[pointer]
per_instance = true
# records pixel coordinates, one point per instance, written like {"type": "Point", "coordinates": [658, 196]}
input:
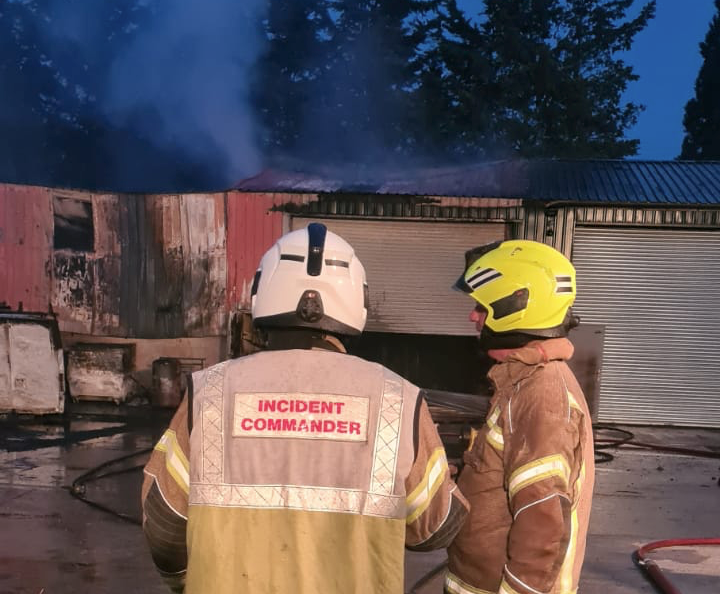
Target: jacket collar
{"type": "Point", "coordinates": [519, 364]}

--- --- ---

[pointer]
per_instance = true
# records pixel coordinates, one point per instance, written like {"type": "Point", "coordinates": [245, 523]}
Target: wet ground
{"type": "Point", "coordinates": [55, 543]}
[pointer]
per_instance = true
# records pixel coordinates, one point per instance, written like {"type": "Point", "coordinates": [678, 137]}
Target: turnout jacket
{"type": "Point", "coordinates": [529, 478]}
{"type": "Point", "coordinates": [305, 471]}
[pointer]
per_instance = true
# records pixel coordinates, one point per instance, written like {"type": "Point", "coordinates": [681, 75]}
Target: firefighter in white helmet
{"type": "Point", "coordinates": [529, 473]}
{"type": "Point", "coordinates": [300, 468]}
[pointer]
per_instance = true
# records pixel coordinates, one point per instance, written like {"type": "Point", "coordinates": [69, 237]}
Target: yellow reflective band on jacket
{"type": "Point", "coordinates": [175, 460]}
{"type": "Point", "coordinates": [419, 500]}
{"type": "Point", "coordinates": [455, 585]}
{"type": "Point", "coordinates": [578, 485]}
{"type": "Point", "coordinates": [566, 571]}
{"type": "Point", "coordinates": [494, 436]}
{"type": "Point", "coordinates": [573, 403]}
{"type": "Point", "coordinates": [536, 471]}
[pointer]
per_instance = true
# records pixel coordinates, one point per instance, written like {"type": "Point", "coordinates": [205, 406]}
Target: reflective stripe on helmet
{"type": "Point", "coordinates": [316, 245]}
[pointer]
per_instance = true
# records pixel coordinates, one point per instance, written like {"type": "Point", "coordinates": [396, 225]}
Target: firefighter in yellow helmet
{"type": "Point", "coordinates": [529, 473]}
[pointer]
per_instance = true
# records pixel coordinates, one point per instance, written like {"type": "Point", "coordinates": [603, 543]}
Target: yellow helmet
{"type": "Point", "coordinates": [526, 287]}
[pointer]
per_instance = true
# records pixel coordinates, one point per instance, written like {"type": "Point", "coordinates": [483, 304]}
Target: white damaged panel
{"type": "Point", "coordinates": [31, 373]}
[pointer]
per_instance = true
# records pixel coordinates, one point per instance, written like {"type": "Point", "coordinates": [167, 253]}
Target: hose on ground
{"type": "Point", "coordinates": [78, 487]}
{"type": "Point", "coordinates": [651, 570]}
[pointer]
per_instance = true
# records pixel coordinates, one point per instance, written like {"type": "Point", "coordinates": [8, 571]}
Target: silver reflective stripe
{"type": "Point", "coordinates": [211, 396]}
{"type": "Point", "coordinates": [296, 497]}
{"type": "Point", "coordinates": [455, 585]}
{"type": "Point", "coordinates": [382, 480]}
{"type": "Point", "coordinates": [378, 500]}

--- --- ---

• [TASK GOAL]:
Extract every line of the items above that contains the string "reflective". Case counts.

• [SOLUTION]:
Target: yellow reflective band on jacket
Target: reflective stripe on helmet
Target: silver reflective stripe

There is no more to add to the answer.